** Begin Stored rows **

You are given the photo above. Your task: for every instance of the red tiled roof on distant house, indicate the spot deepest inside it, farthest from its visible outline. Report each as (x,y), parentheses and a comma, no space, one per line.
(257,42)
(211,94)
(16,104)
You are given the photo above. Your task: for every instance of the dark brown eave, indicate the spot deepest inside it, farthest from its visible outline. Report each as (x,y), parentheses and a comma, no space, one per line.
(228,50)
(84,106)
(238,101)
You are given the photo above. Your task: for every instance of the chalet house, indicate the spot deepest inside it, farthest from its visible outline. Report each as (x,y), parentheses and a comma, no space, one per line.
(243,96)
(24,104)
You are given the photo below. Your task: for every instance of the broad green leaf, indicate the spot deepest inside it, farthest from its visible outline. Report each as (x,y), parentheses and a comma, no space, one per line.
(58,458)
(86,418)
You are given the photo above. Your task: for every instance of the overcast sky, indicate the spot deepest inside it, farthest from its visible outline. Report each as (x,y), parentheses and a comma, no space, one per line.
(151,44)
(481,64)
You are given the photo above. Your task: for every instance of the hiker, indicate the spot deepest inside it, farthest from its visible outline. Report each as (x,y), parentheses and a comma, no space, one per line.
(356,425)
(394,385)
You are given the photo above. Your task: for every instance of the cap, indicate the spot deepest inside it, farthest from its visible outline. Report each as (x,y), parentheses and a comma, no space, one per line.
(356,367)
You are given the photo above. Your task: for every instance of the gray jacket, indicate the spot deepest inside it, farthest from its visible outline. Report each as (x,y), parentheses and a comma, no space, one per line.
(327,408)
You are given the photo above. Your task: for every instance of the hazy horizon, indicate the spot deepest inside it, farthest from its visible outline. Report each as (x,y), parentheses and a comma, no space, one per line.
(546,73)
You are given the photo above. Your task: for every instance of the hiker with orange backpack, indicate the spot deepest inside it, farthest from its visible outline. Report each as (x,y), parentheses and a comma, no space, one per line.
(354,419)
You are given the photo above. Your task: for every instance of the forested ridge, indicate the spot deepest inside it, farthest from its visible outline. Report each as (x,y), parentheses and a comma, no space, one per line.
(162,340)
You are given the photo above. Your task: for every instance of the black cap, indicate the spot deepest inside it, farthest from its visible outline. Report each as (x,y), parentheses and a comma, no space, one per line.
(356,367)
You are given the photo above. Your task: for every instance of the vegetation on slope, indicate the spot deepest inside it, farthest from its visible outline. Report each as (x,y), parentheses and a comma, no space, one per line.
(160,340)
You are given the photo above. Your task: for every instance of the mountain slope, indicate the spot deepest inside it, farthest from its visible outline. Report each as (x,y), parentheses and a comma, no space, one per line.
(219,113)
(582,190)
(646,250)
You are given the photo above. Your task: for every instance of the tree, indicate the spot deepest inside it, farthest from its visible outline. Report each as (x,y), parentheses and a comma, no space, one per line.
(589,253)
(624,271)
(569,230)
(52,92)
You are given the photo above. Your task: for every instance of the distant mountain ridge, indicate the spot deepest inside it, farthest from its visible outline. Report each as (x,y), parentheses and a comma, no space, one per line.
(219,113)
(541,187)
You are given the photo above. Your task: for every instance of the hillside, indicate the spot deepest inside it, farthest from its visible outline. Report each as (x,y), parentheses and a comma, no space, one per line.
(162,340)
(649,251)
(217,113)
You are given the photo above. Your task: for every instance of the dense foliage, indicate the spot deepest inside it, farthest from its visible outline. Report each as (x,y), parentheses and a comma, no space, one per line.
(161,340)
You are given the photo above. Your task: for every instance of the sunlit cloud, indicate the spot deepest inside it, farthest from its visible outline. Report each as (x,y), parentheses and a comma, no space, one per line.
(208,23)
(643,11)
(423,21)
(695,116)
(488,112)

** End Stored rows **

What is needed » Return all of the lines above verbatim, in their original order.

Final result »
You are given the photo above. Your task: for every instance of the red tiled roof on distant house, indicate the spot deepest inside it, farthest from its visible outline. Report each as (x,y), parentheses and a comma, no space, one per line.
(257,42)
(211,94)
(16,104)
You are given the photo above. Your task: for every instance of the dark brown eave, indicate the spot deepest inside it, farthest from its visible outline. Report each as (x,y), parentheses and a comma, no space, one per line.
(228,50)
(84,106)
(238,101)
You are given the photo above. Your task: for every instance of the chalet house, indicate the spot deepest inside it, farthest from its visible outline. Report each as (x,y), parentheses and a comma, no space, one per line.
(243,96)
(24,104)
You are given the photo below. Your task: for every instance of the broad green leaf, indicate the spot deepest inside it, farthest from its visible outline. Report each as (x,y), parentheses and a comma, no space, one per line.
(58,458)
(86,418)
You are given the photo above. Your task: for every instance of the overcast sky, indicate the spot deepest inside it, farthest from its visible outline. Report each as (x,y), parentheses and a comma, no space, one per line.
(151,44)
(481,64)
You are given the photo above. Your task: for every instance of the hiker, indicate the spot deepest inside it, farthest from its visible outline. Report each as (x,y), parentheses and a comma, no space, one per line.
(356,425)
(394,385)
You are given the photo above. Your task: for every instance of the cap, indicate the spot deepest inside it, farthest from its visible outline. Report each as (x,y), parentheses and a comma, no space, one per line.
(356,367)
You are given the photo above. Your task: for every instance of the gray jacket, indicate the spot deepest inside it, farthest from its visible outline. Report each as (x,y), parentheses and a comma, no space, one per line.
(327,408)
You are given the photo above. Your task: for every instance of the hazy horizon, indicate the spot deepest inside it, farthest from its visible outline. Report each as (x,y), parentheses and a comma, no space, one per line.
(546,73)
You are given the photo above. Your task: for every instance of the hiker with orange backpack, indicate the spot deepest inside it, farthest from its visible outline. Report each as (x,y), parentheses and a comma, no space, one per line.
(354,419)
You are given the photo above. Your task: for every instance of the forested ridge, indicate the spot deepest inside it, farthest from its visible outline. Report each as (x,y), parentheses and a comma, no space, one per line.
(162,340)
You are given the photo above. Your task: for every instance of the black cap, indicate the spot deepest inside it, farthest from its visible outline. Report each as (x,y), parentheses and a comma, no space, one per line.
(356,367)
You are given the photo above. Your task: for every instance of the vegetation on slope, indicate the spot deepest inside it, farthest from its visible outline. Report each as (x,y), parentheses and a comma, no space, one per line.
(160,340)
You are given the photo above. Your task: for every instance of the mountain slope, indicate the spot deepest inside it, farthest from its visible outline. Report each as (x,y), parentheses and a comma, no space, one per line.
(219,113)
(582,190)
(646,250)
You are given the photo above. Your task: for every instance of the tree, indicate the spot deepest inside it, farthest from its visible outline. Report each as (x,y), parentheses and a comma, no space, one per line.
(589,253)
(624,271)
(569,230)
(52,92)
You are given the photo above. Your task: for every instance of the distant mountain ridge, indicate the spot deepest inside it, farthest from its visible outline. Report each as (x,y), parentheses and a comma, no space, one per line.
(219,113)
(541,187)
You are given the photo above. Your task: for every instance of the hillside, indicate the spot deepest inside it, farthest from its visible outline. Report each as (x,y), parentheses and a comma, no space, one per line.
(162,340)
(649,251)
(217,113)
You are given the photo above. Your task: for every instance of the dense foliage, indicate the spot deepest inside it, farthest from its visible outline. Report each as (x,y), parentheses and a comma, no space, one per line.
(161,340)
You are given the photo above. Your task: for every instance of the sunlit cloud, indicate the spot deepest inside it, farthest from its visible outline. Report each as (x,y), parentheses and a comma, no space, one per line.
(208,23)
(643,11)
(423,21)
(695,116)
(488,112)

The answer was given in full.